LISTED ENTRIES START

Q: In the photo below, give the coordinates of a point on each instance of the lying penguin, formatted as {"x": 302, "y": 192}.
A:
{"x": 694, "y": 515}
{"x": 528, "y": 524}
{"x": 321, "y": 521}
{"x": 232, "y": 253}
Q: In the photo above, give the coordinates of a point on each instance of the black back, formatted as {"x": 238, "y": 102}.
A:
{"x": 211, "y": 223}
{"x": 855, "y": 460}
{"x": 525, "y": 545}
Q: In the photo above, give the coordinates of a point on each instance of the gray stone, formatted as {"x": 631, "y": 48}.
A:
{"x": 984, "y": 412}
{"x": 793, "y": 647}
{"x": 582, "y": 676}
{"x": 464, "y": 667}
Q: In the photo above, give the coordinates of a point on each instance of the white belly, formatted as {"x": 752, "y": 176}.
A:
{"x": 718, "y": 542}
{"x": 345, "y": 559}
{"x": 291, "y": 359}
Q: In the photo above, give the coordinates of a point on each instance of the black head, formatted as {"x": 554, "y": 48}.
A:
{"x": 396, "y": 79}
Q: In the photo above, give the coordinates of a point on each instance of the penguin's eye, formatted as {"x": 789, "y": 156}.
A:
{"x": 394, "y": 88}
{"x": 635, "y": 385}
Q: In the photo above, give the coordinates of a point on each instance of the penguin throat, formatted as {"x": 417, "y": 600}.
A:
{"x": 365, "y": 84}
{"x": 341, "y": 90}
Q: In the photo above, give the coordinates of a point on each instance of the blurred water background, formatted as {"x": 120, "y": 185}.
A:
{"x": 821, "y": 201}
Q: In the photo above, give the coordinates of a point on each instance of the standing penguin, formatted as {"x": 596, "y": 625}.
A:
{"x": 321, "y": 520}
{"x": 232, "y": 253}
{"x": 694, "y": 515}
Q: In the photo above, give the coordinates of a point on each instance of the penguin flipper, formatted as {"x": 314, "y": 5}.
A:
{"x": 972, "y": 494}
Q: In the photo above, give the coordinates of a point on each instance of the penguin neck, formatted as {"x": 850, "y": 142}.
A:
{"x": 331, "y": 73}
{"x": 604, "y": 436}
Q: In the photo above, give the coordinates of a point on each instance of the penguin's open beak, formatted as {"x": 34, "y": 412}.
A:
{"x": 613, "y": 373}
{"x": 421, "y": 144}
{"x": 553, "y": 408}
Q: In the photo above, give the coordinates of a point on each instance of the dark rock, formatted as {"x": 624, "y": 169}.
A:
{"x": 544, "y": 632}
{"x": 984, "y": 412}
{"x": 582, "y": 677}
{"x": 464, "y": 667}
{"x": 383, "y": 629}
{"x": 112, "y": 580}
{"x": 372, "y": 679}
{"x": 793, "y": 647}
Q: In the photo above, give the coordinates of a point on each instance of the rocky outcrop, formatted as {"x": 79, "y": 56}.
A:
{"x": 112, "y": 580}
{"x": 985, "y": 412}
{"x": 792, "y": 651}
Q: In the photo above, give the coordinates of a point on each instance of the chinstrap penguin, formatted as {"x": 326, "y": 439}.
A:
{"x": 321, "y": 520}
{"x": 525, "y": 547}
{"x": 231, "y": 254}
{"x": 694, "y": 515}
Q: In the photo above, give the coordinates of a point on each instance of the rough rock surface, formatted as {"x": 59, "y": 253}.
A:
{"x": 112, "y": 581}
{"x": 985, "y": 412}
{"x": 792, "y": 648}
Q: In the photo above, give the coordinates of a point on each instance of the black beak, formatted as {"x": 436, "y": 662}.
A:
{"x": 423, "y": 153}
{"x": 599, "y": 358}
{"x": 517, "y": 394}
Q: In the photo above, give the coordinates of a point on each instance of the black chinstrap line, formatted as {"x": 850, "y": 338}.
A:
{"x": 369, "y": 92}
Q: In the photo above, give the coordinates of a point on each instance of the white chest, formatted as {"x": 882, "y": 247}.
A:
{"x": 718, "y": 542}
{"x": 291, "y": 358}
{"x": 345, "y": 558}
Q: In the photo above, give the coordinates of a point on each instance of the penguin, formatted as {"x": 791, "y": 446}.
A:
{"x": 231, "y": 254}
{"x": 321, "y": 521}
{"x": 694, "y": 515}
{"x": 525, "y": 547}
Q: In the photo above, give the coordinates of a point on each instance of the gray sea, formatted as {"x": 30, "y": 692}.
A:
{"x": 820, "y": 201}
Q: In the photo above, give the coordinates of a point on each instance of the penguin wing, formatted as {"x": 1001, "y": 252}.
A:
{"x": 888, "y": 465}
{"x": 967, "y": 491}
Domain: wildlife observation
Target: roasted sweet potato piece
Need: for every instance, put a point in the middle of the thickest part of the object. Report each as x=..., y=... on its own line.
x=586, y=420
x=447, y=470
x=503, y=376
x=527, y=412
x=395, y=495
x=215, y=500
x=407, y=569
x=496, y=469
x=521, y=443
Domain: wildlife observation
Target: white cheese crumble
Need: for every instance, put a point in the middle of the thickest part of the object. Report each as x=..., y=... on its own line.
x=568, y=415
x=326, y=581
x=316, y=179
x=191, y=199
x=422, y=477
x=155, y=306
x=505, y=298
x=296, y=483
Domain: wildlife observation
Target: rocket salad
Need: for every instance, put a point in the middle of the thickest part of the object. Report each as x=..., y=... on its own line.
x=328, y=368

LISTED ENTRIES END

» WHAT NEEDS TO BE DONE: Your task is to list each line of the records with the word "white".

» SOLUTION TO THIS EXERCISE:
Q: In the photo above, give the coordinates of a point on each instance of the white belly, formatted as {"x": 752, "y": 176}.
Q: In the photo above, give the coordinates of a point on each instance of the white chest, formatted as {"x": 882, "y": 247}.
Target: white cheese crumble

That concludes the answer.